### DATA RECORDS
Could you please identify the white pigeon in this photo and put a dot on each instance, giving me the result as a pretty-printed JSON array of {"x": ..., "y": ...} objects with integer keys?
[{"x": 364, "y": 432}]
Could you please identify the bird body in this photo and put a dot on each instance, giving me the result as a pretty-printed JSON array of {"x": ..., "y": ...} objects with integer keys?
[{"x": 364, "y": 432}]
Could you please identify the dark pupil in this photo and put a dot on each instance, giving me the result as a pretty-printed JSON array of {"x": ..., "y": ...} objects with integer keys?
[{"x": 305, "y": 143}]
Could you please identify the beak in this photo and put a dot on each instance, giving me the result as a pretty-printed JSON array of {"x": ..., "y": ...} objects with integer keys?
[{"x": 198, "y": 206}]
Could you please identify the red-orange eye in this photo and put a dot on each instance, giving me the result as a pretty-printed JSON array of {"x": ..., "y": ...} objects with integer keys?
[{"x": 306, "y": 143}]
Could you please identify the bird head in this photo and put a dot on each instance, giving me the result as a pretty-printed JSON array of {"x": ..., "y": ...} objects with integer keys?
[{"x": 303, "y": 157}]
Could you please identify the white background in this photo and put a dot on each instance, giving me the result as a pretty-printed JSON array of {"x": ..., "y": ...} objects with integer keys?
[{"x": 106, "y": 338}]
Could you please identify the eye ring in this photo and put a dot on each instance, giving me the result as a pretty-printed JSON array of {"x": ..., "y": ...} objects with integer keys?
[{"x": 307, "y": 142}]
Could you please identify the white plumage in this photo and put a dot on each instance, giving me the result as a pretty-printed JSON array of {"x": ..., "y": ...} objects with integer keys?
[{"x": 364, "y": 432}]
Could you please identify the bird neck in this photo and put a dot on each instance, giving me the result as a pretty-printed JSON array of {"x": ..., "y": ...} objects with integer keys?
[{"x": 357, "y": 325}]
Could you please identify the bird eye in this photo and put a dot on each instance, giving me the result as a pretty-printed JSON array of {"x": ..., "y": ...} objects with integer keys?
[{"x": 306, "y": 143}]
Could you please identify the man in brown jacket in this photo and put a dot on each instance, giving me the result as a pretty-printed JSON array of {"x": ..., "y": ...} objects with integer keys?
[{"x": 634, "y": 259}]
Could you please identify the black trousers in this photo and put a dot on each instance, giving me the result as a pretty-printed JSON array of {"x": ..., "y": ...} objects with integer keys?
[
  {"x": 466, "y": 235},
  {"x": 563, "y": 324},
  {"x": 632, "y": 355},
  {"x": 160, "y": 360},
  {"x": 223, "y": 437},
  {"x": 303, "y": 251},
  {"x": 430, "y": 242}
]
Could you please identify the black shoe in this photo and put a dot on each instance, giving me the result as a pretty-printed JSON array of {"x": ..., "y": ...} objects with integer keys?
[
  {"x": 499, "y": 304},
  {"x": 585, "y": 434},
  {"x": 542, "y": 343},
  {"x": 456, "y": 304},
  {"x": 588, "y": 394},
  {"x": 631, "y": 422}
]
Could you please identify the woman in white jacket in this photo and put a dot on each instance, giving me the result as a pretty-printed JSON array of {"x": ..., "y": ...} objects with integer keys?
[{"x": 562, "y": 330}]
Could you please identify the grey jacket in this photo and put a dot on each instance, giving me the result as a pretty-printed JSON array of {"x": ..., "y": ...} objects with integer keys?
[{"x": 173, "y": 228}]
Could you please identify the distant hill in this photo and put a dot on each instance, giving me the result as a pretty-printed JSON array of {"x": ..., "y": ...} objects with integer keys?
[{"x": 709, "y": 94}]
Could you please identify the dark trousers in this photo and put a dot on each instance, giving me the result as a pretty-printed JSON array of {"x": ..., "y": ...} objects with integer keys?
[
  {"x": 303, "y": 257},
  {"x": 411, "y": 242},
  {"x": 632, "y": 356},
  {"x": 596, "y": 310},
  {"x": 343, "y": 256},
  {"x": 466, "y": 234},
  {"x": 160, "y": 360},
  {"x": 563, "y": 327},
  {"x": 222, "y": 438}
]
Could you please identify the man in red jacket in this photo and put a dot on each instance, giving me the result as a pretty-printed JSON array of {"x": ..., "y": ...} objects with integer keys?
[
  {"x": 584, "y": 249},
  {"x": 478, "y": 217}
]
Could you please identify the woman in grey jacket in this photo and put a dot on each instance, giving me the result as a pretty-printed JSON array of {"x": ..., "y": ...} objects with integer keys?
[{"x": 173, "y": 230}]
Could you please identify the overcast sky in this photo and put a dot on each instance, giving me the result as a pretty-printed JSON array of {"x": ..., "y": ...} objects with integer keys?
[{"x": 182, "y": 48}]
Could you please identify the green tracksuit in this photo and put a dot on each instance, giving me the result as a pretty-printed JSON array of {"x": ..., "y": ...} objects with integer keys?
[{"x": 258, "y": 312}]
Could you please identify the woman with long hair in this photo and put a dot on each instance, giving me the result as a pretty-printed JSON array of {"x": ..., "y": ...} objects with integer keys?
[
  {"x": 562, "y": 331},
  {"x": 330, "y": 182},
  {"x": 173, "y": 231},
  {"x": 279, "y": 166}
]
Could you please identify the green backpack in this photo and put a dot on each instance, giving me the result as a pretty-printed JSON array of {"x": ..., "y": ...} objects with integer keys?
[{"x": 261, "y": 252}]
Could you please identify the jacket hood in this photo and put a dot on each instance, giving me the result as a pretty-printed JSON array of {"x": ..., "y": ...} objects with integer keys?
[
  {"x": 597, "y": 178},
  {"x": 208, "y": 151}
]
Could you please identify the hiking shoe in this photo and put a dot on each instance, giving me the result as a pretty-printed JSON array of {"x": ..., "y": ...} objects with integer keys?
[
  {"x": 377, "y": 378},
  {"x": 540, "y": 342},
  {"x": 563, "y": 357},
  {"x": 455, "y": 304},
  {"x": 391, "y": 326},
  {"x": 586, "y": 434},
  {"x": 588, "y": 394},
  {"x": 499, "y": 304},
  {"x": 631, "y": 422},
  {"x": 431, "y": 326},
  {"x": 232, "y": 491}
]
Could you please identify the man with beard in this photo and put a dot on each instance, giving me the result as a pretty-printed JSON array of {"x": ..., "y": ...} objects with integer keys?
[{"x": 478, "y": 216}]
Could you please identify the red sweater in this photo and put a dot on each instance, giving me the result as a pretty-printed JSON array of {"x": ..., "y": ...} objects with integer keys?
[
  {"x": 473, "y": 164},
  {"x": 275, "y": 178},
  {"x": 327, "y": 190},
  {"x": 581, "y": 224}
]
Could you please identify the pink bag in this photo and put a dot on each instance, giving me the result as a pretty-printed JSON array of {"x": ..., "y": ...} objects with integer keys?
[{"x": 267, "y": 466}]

### PROBLEM DESCRIPTION
Transcribe exactly the line containing "Could you please identify the green backpack" and all remaining lines of the material, ending with the last one.

### SOLUTION TO THIS TASK
Could you please identify the green backpack in this photo and put a dot on each instance, giving me the result as a pretty-printed JSON array of {"x": ..., "y": ...} objects with integer keys?
[{"x": 261, "y": 252}]
Could you please identify the jacket hood in this photo and put a dot on each instance, giving me the result as a pretty-printed JSON array of {"x": ..., "y": ...} objects with integer keys?
[
  {"x": 597, "y": 178},
  {"x": 208, "y": 151}
]
Could you please identify the hiking shoe in this photo and put a dot on each instance, giving me the result as a pretty-printed JSON array of {"x": ..., "y": ...} objects with integer keys?
[
  {"x": 377, "y": 378},
  {"x": 540, "y": 342},
  {"x": 563, "y": 357},
  {"x": 455, "y": 304},
  {"x": 391, "y": 326},
  {"x": 586, "y": 434},
  {"x": 588, "y": 394},
  {"x": 499, "y": 304},
  {"x": 631, "y": 422},
  {"x": 431, "y": 326},
  {"x": 232, "y": 491}
]
Could you please identify the man with beard in this photo and put a dot on each instance, giving me the result as a pretty-printed JSON array of {"x": ..., "y": ...} objects with integer keys?
[{"x": 478, "y": 216}]
Could you please identify the red sweater in this photo and put a dot on each instance, giving me the result as a pretty-printed JSON array of {"x": ..., "y": ...} objects with integer keys?
[
  {"x": 473, "y": 164},
  {"x": 275, "y": 178},
  {"x": 327, "y": 190},
  {"x": 581, "y": 224}
]
Could you please identify the pink bag in this photo and put a dot on each instance, giving me the result as a pretty-printed JSON array of {"x": ..., "y": ...} objects with integer keys?
[{"x": 267, "y": 466}]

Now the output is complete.